All that should appear is the run of lines from the one containing "Mark every instance of the white shorts" through the end of the records, each repeated exactly.

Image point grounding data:
----------------
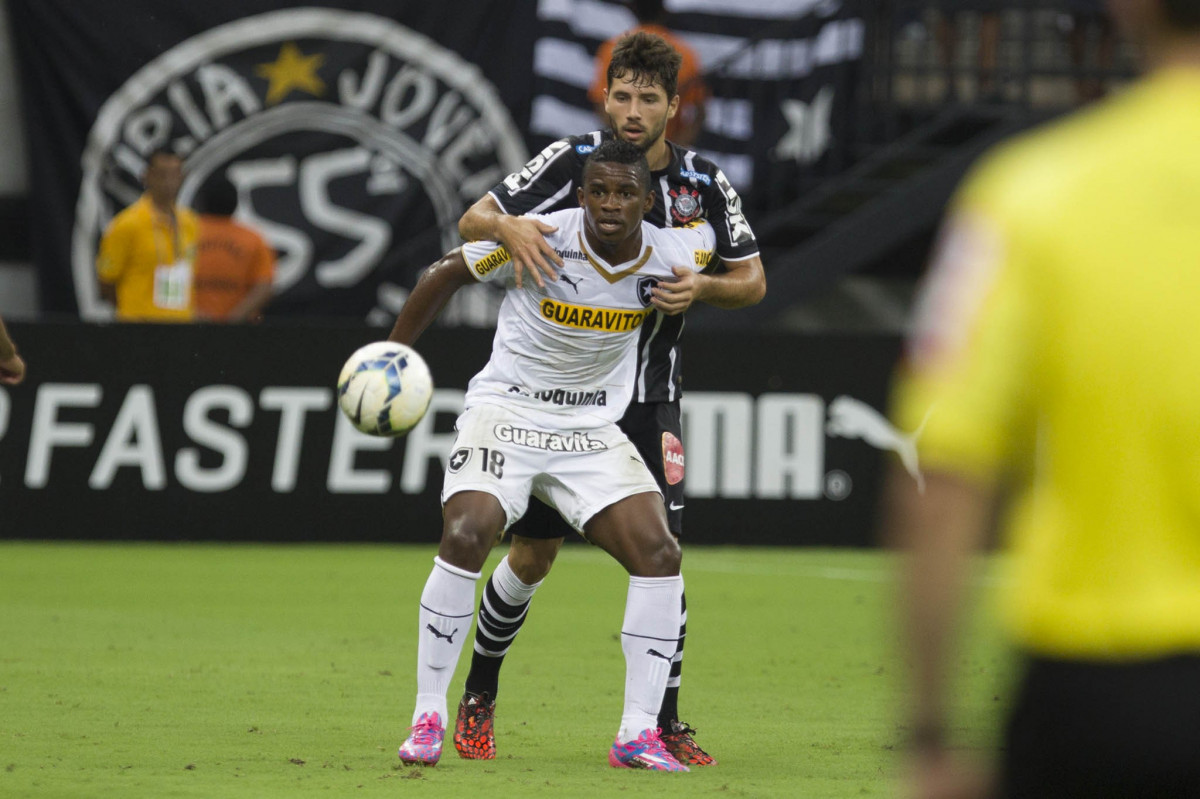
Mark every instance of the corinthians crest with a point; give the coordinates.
(354, 143)
(684, 204)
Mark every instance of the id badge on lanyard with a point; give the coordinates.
(172, 282)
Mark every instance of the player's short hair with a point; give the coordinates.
(622, 151)
(1182, 14)
(217, 196)
(646, 59)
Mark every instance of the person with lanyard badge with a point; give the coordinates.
(145, 254)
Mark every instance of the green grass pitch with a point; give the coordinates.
(166, 671)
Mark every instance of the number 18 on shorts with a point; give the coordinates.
(576, 463)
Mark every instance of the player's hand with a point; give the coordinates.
(12, 370)
(672, 298)
(526, 241)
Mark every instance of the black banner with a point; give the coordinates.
(355, 132)
(232, 433)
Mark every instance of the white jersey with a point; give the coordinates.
(571, 347)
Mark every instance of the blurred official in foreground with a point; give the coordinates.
(1056, 352)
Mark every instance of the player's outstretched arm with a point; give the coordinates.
(742, 284)
(522, 236)
(12, 368)
(433, 289)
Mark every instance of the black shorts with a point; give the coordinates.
(657, 431)
(1097, 731)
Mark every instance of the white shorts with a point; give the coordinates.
(580, 468)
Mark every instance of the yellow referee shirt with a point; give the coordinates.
(1059, 340)
(150, 263)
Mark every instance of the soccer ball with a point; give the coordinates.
(384, 389)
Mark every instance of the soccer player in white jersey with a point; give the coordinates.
(540, 420)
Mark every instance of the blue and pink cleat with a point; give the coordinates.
(646, 751)
(424, 744)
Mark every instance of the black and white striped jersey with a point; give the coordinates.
(690, 187)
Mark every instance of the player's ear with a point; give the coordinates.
(673, 107)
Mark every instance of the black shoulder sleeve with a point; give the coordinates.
(547, 182)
----------------
_Exercise output:_
Mark every instance of the white shorts with a point; give the coordinates.
(580, 468)
Mark every instance of the yellow referee shirt with a point; give the coordinates.
(1059, 340)
(150, 263)
Mark every instance of the soccer ball with a point; give the coordinates.
(384, 389)
Mark every instance of the soccer player in white jersey with a point; give the coordinates.
(540, 420)
Mark every instance of the blue and pink cleat with a point; give the coordinates.
(646, 751)
(424, 744)
Mark every instance of the black and white striped jersey with a point; give the coordinates.
(690, 187)
Mark every instance of the player's ear with a point; give the coordinates.
(673, 107)
Mark every instance of the black shoulder sleeve with a point; give the coordinates.
(547, 182)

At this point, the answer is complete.